# [Extracted information]
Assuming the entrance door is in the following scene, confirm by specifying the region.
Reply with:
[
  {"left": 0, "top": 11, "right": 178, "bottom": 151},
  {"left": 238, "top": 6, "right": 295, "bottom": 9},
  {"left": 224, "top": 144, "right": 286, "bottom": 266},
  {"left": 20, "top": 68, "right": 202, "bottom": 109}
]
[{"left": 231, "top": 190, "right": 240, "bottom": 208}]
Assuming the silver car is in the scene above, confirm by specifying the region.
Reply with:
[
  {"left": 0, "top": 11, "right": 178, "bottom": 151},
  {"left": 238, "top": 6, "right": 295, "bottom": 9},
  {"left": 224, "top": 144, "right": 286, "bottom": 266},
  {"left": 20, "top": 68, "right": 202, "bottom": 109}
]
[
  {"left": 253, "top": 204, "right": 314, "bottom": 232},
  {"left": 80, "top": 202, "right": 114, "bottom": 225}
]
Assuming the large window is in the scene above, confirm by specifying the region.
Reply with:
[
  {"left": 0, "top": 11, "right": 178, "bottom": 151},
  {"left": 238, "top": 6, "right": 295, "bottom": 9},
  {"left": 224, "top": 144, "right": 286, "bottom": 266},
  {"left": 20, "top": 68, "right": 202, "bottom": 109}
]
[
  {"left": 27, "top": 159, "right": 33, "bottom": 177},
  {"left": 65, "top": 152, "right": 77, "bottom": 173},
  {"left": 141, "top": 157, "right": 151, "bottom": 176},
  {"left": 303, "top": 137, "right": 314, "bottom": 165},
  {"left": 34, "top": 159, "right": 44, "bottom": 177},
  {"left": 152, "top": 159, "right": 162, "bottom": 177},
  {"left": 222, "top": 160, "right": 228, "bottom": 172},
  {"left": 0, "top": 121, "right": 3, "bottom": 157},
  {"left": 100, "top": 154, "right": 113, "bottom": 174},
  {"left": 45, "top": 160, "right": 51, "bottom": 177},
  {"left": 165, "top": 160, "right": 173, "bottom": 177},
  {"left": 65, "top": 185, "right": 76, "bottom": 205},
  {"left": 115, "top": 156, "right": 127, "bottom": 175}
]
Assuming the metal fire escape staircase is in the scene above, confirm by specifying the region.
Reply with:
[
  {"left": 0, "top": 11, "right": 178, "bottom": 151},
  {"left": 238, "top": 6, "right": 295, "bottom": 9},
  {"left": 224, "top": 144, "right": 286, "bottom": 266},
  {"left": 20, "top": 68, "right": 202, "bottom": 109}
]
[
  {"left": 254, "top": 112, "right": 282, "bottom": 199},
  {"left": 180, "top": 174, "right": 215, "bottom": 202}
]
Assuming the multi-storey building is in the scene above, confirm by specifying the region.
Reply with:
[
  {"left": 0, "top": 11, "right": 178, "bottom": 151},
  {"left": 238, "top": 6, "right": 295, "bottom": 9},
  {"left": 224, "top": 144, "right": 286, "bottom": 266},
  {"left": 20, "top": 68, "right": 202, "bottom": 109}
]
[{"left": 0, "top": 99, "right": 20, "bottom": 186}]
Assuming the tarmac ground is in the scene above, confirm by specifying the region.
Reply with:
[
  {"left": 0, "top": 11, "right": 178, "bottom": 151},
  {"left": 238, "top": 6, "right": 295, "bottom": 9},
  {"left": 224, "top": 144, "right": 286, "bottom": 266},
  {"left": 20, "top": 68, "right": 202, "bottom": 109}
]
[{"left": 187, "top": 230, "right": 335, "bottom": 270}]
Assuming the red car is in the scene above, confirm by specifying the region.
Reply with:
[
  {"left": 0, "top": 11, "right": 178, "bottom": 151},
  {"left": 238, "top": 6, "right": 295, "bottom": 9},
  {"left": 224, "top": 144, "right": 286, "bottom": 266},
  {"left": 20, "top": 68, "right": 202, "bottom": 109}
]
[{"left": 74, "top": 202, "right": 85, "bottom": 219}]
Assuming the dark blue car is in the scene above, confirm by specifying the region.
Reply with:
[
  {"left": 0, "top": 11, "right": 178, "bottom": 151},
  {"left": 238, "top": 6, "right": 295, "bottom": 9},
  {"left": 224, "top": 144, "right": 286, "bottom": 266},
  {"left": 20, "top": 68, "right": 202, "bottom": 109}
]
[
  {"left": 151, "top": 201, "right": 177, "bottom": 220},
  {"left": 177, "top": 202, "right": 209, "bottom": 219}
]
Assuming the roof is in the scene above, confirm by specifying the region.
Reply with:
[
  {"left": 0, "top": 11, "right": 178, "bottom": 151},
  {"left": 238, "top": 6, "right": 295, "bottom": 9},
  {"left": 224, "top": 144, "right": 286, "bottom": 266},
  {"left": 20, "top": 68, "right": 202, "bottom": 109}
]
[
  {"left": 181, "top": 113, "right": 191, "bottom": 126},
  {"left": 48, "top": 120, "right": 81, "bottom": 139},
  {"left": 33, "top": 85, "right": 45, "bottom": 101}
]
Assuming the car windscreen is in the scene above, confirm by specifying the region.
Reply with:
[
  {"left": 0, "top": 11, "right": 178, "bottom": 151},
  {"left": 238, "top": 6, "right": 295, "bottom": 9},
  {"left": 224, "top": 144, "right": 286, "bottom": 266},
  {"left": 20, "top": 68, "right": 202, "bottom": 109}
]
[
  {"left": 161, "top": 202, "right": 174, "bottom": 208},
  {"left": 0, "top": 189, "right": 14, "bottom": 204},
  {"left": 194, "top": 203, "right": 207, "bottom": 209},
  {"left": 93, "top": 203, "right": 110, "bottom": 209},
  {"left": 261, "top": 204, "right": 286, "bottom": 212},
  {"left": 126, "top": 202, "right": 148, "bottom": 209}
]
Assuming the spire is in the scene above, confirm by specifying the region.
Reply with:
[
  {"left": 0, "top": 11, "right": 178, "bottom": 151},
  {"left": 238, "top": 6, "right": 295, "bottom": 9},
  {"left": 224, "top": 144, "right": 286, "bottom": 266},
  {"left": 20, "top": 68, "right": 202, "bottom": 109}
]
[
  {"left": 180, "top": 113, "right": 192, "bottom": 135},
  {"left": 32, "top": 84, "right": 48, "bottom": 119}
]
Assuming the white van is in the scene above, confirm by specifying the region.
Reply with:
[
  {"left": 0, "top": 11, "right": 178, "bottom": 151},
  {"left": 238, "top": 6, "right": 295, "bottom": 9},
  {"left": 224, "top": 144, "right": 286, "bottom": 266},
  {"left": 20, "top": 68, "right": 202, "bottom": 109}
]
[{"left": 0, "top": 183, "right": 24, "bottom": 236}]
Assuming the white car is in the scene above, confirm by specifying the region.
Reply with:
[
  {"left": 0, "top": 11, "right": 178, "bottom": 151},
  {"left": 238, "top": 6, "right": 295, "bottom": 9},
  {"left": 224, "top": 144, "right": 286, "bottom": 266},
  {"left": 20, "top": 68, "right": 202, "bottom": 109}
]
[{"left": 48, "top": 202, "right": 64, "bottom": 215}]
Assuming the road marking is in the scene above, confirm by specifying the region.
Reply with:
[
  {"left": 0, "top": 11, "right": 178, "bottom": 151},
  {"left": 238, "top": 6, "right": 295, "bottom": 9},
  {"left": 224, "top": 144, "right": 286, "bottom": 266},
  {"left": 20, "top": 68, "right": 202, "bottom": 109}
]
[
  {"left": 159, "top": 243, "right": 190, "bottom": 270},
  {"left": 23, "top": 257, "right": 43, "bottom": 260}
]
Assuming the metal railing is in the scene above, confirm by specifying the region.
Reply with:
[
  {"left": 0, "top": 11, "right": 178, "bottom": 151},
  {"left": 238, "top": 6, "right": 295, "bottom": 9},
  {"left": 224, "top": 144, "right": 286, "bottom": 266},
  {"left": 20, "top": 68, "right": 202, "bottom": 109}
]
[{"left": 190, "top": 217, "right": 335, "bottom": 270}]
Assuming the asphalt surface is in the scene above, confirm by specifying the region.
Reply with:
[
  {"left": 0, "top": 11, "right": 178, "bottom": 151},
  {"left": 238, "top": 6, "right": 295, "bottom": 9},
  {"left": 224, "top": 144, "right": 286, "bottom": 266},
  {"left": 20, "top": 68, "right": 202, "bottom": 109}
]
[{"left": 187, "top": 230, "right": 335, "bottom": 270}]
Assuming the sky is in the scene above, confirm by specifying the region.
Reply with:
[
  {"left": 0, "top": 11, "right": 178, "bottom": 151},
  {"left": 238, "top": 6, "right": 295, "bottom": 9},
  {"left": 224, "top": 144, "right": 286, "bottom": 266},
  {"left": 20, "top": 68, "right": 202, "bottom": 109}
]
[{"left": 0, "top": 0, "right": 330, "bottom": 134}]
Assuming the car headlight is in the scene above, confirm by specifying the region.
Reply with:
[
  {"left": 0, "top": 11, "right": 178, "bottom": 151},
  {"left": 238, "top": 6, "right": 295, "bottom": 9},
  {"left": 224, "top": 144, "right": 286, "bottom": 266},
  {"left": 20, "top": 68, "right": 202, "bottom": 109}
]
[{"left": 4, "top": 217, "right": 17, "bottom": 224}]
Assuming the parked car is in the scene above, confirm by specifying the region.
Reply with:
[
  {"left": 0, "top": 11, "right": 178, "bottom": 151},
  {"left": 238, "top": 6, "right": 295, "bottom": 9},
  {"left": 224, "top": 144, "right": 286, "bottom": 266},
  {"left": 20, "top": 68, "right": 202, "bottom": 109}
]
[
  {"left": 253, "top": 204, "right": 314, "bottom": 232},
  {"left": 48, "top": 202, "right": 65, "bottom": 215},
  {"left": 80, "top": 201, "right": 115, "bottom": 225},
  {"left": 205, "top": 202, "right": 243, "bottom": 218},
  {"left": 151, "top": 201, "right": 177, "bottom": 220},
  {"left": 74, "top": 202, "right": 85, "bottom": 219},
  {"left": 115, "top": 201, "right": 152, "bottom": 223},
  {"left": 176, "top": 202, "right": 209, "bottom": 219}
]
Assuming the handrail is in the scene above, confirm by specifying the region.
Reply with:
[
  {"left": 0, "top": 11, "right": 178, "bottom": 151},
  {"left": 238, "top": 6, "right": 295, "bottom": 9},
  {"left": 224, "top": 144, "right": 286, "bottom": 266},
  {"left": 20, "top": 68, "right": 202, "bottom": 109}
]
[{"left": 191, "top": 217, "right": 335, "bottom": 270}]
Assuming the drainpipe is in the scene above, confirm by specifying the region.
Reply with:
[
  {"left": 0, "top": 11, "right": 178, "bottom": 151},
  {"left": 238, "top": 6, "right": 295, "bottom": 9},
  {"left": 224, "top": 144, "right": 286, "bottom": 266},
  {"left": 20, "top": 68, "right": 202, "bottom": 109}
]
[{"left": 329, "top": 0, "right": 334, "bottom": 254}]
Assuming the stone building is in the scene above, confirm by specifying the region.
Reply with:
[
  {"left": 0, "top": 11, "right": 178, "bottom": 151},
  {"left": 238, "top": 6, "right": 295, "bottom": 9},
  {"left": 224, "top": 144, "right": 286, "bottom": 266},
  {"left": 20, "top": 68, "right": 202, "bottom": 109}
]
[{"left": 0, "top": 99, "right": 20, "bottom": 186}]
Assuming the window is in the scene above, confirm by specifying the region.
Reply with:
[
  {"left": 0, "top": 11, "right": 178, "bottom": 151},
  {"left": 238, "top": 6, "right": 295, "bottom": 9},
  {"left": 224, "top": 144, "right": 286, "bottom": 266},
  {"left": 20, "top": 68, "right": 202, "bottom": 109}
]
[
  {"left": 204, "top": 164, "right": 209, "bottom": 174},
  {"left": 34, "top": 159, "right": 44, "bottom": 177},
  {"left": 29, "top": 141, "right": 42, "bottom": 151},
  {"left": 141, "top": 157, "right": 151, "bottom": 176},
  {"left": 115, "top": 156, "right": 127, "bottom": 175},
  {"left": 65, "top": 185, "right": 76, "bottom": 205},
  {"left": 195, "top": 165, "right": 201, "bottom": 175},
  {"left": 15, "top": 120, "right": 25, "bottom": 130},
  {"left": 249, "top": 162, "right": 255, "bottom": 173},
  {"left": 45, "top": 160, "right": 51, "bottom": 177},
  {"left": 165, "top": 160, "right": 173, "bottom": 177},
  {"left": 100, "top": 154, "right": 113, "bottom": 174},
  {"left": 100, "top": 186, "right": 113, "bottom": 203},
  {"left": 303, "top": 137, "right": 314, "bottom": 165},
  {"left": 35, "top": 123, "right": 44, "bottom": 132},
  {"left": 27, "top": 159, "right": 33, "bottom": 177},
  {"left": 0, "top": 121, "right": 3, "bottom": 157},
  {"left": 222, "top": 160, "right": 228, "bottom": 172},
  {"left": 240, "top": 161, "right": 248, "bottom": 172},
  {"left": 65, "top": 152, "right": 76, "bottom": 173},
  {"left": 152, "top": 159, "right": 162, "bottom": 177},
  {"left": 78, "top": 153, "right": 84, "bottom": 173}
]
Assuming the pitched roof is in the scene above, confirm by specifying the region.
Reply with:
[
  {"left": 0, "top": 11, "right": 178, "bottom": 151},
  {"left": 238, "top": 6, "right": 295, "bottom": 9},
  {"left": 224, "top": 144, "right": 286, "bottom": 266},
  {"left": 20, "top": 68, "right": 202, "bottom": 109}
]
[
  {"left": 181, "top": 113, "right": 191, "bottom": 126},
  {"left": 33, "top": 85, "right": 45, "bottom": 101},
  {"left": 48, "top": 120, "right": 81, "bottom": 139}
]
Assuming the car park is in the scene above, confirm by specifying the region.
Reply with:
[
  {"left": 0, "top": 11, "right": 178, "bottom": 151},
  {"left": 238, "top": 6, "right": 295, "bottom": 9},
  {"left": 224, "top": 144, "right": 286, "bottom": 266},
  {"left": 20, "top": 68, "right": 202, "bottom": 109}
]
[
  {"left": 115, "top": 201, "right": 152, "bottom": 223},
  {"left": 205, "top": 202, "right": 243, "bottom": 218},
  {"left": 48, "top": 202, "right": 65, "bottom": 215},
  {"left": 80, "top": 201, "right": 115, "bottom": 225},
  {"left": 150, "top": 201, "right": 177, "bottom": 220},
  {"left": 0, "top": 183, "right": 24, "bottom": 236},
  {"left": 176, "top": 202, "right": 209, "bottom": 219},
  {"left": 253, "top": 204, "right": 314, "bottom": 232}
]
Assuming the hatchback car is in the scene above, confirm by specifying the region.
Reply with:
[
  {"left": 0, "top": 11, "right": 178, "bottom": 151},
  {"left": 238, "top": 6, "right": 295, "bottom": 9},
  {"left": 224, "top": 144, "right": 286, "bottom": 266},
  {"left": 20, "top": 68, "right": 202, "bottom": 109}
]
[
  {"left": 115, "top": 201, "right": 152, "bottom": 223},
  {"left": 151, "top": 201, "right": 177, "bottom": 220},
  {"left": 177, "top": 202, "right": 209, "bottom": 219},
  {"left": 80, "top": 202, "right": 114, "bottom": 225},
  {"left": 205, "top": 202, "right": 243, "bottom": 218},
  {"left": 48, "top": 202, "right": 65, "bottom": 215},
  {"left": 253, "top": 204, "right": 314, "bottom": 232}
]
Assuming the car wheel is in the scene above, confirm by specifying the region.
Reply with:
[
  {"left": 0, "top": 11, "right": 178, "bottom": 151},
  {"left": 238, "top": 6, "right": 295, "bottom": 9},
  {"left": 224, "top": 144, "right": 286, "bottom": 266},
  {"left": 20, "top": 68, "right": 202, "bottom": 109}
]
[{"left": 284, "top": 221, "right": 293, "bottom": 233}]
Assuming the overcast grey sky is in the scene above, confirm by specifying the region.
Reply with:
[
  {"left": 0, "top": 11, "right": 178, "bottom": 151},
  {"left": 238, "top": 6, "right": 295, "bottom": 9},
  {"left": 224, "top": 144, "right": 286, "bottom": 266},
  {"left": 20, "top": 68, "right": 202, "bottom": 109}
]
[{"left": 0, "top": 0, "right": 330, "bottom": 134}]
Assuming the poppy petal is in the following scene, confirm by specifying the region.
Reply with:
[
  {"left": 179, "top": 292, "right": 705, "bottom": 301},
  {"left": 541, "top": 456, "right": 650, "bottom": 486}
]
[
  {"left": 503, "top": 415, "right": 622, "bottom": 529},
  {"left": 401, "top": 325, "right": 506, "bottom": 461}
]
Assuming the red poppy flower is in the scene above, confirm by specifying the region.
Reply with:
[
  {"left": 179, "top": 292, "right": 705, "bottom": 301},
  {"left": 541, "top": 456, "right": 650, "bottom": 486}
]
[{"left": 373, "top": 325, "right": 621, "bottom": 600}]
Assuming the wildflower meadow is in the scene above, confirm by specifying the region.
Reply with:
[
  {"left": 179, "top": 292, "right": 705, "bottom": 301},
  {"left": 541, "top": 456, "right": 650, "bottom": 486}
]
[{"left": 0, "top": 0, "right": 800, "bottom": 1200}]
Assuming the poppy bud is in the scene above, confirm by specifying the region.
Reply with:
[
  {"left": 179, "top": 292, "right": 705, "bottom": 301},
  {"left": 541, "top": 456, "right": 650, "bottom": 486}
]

# [Exercise objective]
Identify every line of the records that holds the word "poppy", and copy each of those lines in full.

# [Output for this task]
Assuming the poppy petal is in the following scene, confirm by specifying the region.
Assuming the red poppy flower is in the scene above, confirm by specifying the region.
Assuming the poppy bud is in the scene above, confirm by specifying the region.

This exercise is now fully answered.